── Text segment ──

Can they overcome the malicious chatter long enough to explore the emotion bubbling beneath the surface? Or will lust fall flat and leave them nothing but memories of the moment that slipped away?



Liz and Garrett Oliver, owner/founder of Brooklyn Brewing
Tart: I LOVE including the brewing life. I know it isn't your first of these, but the brewing world is sexy and interesting. Are these books easier to write because their background is your life? How much autobiography do you let seep in? Do you have to be careful for balance for the non-beer readers? (is there such a thing as a non-beer reader—gads, that's a scary idea)

Liz: I use all aspects of my life as inspiration. As a brewery owner and marketing “wench” as I call myself, it behooves me to really get to know the industry on many levels. And the majority of those levels are occupied by the hairier sex. I love it. I adore sitting around in meetings full of dudes and pondering what exactly they are thinking about me, how I feel about them and working through our complexities and daily tasks with that very real dynamic fixed firmly in place.

I’d say Cheeky Blonde’s real moments as in “autobiographical” ones come best represented by the time spent at major beer fests in Denver. These are seriously hard work, but also hard partying venues for breweries and distributors. The “tap takeovers” and “debut parties” I talk about are for real and a big deal. That town is all about craft beer for a solid weekend during the Great American Beer Fest. I channeled it to create this entire book.

───
── Information supplied ──

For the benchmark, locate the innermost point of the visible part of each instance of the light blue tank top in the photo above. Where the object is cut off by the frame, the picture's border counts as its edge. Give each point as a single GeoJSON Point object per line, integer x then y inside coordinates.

───

* To-do list
a – Answer these questions from the interview above:
(i) According to the caption, what is Garrett Oliver's role at Brooklyn Brewing?
(ii) Besides brewery owner, what does Liz call herself?
(iii) During which event is Denver all about craft beer for a weekend?
b – Translate this sentence from the interview into Spanish: "These are seriously hard work, but also hard partying venues for breweries and distributors."

* Outputs in order
a –
(i) Owner/founder
(ii) Marketing "wench"
(iii) The Great American Beer Fest

b – Suponen un trabajo muy duro, pero también son lugares de mucha fiesta para las cervecerías y los distribuidores.